Record excerpts:
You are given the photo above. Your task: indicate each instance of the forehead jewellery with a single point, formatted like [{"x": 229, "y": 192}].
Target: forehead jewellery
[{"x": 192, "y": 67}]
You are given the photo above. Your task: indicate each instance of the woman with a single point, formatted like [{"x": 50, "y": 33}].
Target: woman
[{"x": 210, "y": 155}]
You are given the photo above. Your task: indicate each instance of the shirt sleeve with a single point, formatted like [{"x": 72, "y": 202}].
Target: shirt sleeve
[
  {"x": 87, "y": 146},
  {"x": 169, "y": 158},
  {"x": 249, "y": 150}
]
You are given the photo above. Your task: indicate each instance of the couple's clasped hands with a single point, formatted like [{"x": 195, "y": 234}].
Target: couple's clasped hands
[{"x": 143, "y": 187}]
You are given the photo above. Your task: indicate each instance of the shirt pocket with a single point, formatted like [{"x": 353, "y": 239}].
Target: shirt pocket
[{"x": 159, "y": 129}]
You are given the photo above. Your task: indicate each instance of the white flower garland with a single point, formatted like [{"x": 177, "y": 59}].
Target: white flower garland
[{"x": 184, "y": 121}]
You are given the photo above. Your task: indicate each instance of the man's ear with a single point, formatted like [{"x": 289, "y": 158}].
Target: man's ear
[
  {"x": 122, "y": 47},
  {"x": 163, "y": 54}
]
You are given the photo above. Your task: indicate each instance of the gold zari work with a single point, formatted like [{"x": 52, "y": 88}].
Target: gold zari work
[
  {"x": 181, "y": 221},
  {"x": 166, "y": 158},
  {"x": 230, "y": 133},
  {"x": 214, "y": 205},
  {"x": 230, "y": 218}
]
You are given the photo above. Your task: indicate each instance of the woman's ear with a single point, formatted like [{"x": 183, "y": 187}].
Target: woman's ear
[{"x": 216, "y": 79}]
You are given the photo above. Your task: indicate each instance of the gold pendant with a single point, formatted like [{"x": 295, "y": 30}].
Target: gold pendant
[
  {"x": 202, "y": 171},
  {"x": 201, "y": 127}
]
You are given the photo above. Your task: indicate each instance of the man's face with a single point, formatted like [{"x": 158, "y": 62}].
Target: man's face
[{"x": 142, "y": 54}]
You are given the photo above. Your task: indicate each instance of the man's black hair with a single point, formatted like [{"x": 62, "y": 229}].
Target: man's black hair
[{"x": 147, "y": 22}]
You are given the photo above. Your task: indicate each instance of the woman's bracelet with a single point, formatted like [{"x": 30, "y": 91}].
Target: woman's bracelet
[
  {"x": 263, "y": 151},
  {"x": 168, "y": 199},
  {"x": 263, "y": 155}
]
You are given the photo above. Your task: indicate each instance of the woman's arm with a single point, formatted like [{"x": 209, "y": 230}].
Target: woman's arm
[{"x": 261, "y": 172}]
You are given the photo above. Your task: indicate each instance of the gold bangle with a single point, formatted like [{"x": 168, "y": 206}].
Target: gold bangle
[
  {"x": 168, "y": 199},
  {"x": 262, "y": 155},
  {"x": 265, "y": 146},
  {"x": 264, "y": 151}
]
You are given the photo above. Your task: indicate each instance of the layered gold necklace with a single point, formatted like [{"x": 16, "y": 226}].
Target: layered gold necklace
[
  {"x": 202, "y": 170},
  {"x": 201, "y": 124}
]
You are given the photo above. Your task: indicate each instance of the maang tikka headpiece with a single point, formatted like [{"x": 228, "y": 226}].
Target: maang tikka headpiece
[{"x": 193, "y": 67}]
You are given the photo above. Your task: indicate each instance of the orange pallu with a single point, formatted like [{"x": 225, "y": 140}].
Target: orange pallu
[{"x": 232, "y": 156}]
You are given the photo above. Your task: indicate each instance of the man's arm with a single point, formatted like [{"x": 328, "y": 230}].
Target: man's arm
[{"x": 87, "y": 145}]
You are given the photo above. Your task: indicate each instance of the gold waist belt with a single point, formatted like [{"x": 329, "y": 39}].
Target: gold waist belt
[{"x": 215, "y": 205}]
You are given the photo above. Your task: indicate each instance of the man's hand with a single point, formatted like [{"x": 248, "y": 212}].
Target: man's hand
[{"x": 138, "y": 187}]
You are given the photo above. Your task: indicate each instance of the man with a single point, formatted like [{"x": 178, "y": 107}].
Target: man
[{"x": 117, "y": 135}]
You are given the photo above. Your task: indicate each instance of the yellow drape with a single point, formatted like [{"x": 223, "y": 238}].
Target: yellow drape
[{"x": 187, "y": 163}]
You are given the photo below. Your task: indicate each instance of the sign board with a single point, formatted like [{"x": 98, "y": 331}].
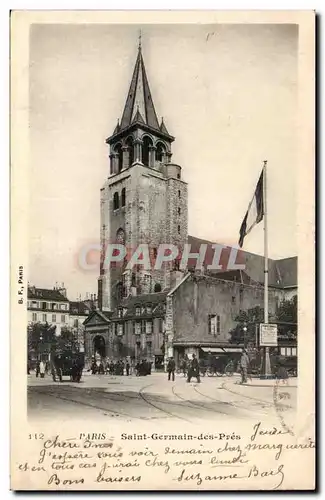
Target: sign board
[{"x": 268, "y": 335}]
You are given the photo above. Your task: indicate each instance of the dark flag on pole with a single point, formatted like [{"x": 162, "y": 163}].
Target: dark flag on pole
[{"x": 255, "y": 211}]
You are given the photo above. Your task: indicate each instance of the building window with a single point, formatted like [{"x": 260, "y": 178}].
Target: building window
[
  {"x": 116, "y": 201},
  {"x": 137, "y": 327},
  {"x": 147, "y": 283},
  {"x": 149, "y": 327},
  {"x": 149, "y": 349},
  {"x": 214, "y": 324},
  {"x": 160, "y": 152}
]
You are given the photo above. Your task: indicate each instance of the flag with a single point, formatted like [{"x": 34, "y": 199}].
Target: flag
[{"x": 255, "y": 211}]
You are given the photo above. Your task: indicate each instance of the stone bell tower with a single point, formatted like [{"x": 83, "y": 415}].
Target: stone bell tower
[{"x": 144, "y": 199}]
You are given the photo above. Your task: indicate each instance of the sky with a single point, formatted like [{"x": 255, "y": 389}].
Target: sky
[{"x": 228, "y": 94}]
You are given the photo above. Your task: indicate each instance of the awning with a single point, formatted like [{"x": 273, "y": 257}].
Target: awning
[
  {"x": 221, "y": 349},
  {"x": 212, "y": 349}
]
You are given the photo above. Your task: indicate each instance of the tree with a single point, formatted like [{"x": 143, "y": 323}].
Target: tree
[
  {"x": 286, "y": 316},
  {"x": 67, "y": 340},
  {"x": 40, "y": 338}
]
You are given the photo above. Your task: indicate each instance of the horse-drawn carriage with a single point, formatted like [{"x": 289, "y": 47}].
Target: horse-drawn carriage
[
  {"x": 219, "y": 361},
  {"x": 67, "y": 363}
]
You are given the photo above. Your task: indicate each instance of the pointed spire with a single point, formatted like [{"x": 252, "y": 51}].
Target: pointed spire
[
  {"x": 162, "y": 127},
  {"x": 117, "y": 128},
  {"x": 139, "y": 47},
  {"x": 139, "y": 97},
  {"x": 137, "y": 117}
]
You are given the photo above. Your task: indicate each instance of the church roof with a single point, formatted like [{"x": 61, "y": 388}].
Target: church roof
[
  {"x": 282, "y": 272},
  {"x": 139, "y": 98}
]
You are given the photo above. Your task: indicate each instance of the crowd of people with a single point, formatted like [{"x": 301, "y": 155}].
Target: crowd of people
[{"x": 120, "y": 367}]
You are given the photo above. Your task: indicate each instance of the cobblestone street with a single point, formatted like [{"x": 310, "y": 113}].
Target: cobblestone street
[{"x": 154, "y": 398}]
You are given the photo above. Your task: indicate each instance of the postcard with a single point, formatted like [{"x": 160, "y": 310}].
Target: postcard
[{"x": 162, "y": 250}]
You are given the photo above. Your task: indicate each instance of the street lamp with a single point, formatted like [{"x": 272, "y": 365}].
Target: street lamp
[
  {"x": 40, "y": 347},
  {"x": 245, "y": 331}
]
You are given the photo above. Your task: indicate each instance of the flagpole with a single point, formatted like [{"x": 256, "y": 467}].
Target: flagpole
[{"x": 266, "y": 363}]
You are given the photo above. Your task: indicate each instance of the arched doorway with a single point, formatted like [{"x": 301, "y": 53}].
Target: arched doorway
[{"x": 99, "y": 346}]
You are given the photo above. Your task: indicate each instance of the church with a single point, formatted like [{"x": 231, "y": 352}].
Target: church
[{"x": 169, "y": 311}]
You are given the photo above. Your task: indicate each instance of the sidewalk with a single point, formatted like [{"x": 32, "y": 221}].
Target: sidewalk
[{"x": 291, "y": 382}]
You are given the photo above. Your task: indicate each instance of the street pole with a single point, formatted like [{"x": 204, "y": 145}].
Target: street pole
[{"x": 267, "y": 365}]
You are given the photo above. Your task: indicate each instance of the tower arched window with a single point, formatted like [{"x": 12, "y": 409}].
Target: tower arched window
[
  {"x": 123, "y": 198},
  {"x": 160, "y": 152},
  {"x": 120, "y": 236},
  {"x": 119, "y": 153},
  {"x": 147, "y": 144},
  {"x": 130, "y": 146},
  {"x": 116, "y": 201}
]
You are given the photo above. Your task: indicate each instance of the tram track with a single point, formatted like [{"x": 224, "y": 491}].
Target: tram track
[
  {"x": 89, "y": 405},
  {"x": 195, "y": 404},
  {"x": 266, "y": 404},
  {"x": 158, "y": 408}
]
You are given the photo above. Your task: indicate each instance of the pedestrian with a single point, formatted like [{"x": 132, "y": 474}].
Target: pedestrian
[
  {"x": 194, "y": 370},
  {"x": 244, "y": 362},
  {"x": 171, "y": 368},
  {"x": 183, "y": 366},
  {"x": 42, "y": 369}
]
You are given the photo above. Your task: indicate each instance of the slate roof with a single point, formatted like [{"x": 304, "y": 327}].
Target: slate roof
[
  {"x": 45, "y": 294},
  {"x": 80, "y": 308},
  {"x": 155, "y": 300}
]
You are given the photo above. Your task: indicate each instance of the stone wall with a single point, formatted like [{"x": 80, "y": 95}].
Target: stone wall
[{"x": 197, "y": 298}]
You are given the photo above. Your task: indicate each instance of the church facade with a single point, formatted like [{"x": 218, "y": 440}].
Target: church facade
[{"x": 155, "y": 313}]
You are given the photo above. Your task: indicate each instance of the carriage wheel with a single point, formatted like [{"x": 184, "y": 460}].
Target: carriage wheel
[{"x": 229, "y": 370}]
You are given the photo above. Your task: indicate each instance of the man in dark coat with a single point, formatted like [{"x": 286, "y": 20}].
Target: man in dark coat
[
  {"x": 171, "y": 368},
  {"x": 194, "y": 369}
]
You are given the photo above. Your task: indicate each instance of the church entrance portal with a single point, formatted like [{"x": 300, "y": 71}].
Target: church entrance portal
[{"x": 99, "y": 346}]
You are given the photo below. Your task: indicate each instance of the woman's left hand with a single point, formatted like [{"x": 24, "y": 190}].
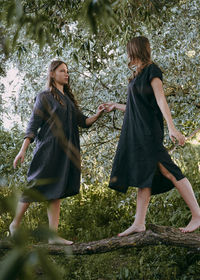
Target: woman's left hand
[
  {"x": 174, "y": 135},
  {"x": 100, "y": 110}
]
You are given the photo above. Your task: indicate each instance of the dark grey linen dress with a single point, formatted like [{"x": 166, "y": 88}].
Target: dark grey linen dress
[
  {"x": 140, "y": 147},
  {"x": 54, "y": 171}
]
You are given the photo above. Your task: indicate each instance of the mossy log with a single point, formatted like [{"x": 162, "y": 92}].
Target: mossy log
[{"x": 154, "y": 235}]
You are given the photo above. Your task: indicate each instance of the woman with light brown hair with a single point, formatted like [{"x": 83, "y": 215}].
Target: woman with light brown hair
[
  {"x": 141, "y": 160},
  {"x": 54, "y": 172}
]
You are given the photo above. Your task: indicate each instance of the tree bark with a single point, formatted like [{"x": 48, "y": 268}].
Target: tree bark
[{"x": 155, "y": 235}]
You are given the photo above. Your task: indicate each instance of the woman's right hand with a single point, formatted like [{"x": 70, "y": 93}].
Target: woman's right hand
[
  {"x": 174, "y": 135},
  {"x": 19, "y": 156},
  {"x": 109, "y": 107}
]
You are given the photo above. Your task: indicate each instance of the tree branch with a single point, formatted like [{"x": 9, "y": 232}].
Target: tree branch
[{"x": 155, "y": 235}]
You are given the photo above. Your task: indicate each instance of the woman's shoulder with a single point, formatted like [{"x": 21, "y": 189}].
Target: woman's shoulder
[
  {"x": 154, "y": 67},
  {"x": 154, "y": 71}
]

Task goal: Search the records for lines holding the word "below", then copy each line you find.

Solution for this problem:
You are given the photo below. Your task: indicate each instance of the sign board with a single point, formatted like [{"x": 98, "y": 331}].
You are given the photo below. Your task: indicate each instance of the woman's left hand with a single point, formatted like [{"x": 24, "y": 190}].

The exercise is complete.